##### GIVEN PASSAGE #####

The report was released after four years in which Democrats and Republicans accused each other of politicizing its contents. While the Republicans pressed for including statements from President Bill Clinton's administration and Democratic lawmakers, the report focuses only on Bush administration speeches.

White House Response

At the White House, spokeswoman Dana Perino said there was nothing especially new in the report concerning Saddam Hussein and weapons of mass destruction.

``We had the intelligence that we had, it was fully vetted and it was wrong,'' Perino said. ``We certainly regret that, and we've taken measures to fix it.''

``Intelligence is never going to be a perfect science,'' Perino said. ``We've been as forthcoming as we possibly can.''

A second report released today by the committee criticized Defense Department officials for not keeping intelligence officials better informed about meetings with Iranian dissidents in Rome in December 2001.

Those meetings yielded information about the use of Iranian ``hit teams'' to take out U.S. facilities and personnel in Afghanistan and tunnel complexes that housed Iranian weapons, the report said.

Two Republicans, Senator Chuck Hagel of Nebraska and Senator Olympia Snowe of Maine, joined the committee's eight Democrats in supporting the two reports' conclusions.

The reports are the final in a series the committee has released examining the mistakes made by intelligence and administration officials who insisted Hussein had the weapons.

##### RECORDS #####

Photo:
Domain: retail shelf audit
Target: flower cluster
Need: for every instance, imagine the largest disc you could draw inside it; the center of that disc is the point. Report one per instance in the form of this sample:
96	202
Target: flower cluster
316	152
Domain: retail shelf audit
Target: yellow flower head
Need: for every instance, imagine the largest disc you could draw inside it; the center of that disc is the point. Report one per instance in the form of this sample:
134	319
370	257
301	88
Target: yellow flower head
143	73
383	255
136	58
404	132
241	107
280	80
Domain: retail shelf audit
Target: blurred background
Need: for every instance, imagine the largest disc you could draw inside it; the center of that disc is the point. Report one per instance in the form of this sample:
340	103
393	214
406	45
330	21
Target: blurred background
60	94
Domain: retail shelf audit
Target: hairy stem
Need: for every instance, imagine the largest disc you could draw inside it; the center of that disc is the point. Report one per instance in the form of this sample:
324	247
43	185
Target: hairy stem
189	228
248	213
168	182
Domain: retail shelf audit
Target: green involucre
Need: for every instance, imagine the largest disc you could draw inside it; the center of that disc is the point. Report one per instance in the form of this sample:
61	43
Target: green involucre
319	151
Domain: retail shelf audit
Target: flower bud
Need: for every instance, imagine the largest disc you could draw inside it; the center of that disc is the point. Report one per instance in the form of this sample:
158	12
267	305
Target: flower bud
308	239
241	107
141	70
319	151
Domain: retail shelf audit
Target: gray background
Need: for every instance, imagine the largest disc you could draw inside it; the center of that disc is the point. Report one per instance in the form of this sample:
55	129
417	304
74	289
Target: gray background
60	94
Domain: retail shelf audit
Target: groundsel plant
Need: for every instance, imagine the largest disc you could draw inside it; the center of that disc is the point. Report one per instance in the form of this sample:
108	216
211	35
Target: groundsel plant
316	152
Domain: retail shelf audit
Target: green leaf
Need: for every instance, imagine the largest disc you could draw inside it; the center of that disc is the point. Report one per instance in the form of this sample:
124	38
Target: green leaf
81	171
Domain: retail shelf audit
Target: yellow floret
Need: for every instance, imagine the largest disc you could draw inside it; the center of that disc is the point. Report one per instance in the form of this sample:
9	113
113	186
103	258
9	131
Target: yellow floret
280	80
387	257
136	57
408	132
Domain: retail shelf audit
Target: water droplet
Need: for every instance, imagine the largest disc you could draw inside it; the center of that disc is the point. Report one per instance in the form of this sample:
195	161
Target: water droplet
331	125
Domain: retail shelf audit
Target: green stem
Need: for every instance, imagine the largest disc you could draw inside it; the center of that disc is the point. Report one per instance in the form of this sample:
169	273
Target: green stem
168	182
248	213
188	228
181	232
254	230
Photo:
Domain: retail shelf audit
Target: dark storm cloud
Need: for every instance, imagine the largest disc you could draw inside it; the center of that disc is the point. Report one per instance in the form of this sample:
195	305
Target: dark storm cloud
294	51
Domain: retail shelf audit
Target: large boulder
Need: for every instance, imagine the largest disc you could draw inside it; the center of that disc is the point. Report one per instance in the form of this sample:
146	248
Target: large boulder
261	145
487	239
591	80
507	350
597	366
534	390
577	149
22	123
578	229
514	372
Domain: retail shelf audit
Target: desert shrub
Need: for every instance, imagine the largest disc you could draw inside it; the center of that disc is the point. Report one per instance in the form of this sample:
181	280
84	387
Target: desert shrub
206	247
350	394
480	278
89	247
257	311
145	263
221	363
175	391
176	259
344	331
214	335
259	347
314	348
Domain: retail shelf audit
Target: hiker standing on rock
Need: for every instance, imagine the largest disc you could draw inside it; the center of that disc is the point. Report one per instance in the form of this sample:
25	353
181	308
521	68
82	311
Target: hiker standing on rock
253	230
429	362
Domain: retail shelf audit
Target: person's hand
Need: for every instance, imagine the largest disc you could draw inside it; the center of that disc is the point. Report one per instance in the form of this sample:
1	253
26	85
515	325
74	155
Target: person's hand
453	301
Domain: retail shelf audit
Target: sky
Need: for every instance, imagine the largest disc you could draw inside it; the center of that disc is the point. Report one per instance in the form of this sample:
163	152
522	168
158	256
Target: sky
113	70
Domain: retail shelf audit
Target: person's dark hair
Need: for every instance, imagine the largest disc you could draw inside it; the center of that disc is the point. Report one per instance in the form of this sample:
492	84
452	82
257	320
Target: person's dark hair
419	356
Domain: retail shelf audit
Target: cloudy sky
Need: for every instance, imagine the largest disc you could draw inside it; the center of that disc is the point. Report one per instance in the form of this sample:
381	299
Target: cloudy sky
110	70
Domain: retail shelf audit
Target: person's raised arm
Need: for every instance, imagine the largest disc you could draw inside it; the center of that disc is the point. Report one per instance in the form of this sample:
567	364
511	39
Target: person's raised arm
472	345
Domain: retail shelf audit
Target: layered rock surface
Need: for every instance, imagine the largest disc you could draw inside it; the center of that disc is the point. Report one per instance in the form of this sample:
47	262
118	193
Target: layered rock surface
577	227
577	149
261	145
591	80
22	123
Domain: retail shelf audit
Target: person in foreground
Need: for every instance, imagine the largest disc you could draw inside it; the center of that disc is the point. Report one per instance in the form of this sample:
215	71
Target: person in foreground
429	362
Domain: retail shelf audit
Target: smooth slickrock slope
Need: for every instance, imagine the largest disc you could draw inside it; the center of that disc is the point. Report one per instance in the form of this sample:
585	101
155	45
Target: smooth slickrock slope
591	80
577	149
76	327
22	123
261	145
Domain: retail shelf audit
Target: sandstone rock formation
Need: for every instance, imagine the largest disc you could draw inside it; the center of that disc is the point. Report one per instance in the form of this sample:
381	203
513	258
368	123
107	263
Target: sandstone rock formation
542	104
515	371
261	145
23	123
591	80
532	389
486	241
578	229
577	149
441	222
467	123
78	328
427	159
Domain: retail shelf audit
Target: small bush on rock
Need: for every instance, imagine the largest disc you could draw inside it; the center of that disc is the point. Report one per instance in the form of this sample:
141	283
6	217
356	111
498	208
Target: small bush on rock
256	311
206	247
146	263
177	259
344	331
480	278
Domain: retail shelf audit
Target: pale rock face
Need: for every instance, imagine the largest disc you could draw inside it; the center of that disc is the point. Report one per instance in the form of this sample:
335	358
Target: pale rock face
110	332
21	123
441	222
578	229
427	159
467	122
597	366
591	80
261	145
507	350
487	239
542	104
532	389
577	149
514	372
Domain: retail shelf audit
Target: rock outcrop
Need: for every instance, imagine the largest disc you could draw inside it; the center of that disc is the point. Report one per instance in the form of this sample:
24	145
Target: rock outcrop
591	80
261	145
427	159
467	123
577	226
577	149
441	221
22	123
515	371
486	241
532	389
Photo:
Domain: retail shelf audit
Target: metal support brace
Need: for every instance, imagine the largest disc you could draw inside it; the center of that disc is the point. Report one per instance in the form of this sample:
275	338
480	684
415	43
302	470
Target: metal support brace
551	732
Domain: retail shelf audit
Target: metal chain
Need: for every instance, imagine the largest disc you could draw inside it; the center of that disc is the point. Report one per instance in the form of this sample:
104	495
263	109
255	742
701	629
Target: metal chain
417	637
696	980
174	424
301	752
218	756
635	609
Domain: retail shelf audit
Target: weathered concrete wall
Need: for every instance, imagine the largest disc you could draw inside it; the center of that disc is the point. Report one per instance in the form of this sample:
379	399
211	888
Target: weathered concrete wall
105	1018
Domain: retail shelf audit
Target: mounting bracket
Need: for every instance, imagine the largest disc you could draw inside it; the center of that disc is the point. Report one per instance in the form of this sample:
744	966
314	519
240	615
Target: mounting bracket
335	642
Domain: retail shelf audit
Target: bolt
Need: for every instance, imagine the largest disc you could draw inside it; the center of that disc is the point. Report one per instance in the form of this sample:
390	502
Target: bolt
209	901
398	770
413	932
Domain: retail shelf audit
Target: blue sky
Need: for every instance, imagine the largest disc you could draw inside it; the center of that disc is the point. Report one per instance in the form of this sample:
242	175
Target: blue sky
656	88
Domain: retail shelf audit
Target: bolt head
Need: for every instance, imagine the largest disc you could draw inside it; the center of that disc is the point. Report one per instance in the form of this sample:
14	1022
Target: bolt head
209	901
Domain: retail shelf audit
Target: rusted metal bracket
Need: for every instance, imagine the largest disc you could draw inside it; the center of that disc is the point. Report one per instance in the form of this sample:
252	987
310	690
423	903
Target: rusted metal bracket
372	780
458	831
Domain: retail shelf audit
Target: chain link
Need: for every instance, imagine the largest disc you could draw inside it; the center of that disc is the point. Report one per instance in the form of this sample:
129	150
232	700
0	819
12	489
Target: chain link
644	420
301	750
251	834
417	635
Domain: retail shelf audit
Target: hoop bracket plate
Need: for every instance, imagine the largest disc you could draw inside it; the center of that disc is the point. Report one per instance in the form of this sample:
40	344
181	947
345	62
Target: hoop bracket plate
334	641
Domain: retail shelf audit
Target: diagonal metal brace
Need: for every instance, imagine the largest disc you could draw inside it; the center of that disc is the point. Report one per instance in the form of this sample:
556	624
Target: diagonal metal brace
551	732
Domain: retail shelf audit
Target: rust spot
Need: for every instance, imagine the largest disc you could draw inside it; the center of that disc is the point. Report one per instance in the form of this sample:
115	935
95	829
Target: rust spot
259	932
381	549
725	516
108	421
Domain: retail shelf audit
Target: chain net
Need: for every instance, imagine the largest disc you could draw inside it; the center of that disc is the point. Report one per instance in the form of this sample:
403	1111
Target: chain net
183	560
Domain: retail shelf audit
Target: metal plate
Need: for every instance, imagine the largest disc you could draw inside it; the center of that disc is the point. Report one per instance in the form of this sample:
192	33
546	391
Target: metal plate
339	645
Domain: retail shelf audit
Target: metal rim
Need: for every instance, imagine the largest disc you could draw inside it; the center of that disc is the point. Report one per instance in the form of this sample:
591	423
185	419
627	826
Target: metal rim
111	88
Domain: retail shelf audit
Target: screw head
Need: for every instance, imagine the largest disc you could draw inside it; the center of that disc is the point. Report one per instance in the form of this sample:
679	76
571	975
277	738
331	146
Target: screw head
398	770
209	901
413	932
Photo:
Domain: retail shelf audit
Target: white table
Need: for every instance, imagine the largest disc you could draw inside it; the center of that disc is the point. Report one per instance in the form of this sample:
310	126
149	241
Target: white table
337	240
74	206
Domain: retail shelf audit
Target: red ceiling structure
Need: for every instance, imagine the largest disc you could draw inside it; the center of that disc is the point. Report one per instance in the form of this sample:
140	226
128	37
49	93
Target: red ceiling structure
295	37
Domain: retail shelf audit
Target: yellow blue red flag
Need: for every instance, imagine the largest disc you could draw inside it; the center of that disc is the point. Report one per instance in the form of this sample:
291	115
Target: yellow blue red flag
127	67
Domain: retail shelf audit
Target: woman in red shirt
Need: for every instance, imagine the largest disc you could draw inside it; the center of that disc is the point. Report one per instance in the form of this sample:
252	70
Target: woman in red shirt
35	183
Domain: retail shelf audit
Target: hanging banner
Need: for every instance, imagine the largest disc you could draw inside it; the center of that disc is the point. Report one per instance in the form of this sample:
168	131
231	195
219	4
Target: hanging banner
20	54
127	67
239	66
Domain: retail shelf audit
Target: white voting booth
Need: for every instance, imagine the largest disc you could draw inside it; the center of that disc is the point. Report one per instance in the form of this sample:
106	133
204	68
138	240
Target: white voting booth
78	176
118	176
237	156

#####

§ **REQUIRED ACTIONS**
A. In the article on the Senate intelligence committee reports, which two Republicans joined the committee's Democrats in supporting the reports' conclusions?
B. Extend the article on the Senate intelligence committee reports, picking up after its final sentence.
The data has no connection to the article on the Senate intelligence committee reports.

§ **ANSWER SECTION**
A. Senator Chuck Hagel of Nebraska and Senator Olympia Snowe of Maine.

B.
Pre-War Speeches

The report on administration officials' comments focuses on five speeches Cheney, Powell and Bush gave before the Iraq war, including Powell's much-criticized Feb. 5, 2003, speech to the United Nations' Security Council and Bush's 2003 State of the Union speech and 2002 address the UN General Assembly.

The report said Bush and others exaggerated the possibility that Iraq would use unmanned aerial vehicles to carry weapons to be detonated in the U.S. Top administration officials also failed to express the shortcomings in Iraq's biological weapons program that intelligence agencies had noted, the report said.

The Bureau of Intelligence and Research, the Department of State's intelligence unit, thought there wasn't evidence that Iraq had a nuclear program, disagreeing with the assessment of other agencies. This dispute wasn't mentioned in comments by Powell, Cheney or Bush, the report said.

Disputing Rumsfeld

Senator Ron Wyden, an Oregon Democrat on the intelligence panel, told reporters in Washington this morning that he's urging an investigation into former Secretary of Defense Donald Rumsfeld's 2002 assertion that Iraq had underground weapons facilities impervious to bombs dropped from planes.

Intelligence didn't support the existence of the bunkers, which were one justification given for invading Iraq with ground troops, Wyden said.

The report pointed to Bush's infamous assertion that Iraq was trying to buy uranium in Africa, which has since been discredited, and to administration officials' incorrect assertions that aluminum tubes were meant for nuclear bombs, not conventional ones.

Republicans who opposed the report highlighted statements by Democrats such as Senator Hillary Clinton of New York and panel chairman Rockefeller that Hussein was developing nuclear weapons and had ties to al-Qaeda, a connection that has since been discounted.

Democratic staff members briefing reporters this morning said Bush and other administration officials had access to more complete intelligence, including doubts about the African uranium story and the use of the aluminum tubes.

Earlier Reports

Earlier reports by the committee focused on foul-ups in pre-war intelligence collection and analysis as well as Hussein's relationship with al-Qaeda and the role of the Iraqi National Congress, an anti-Hussein group, in providing intelligence.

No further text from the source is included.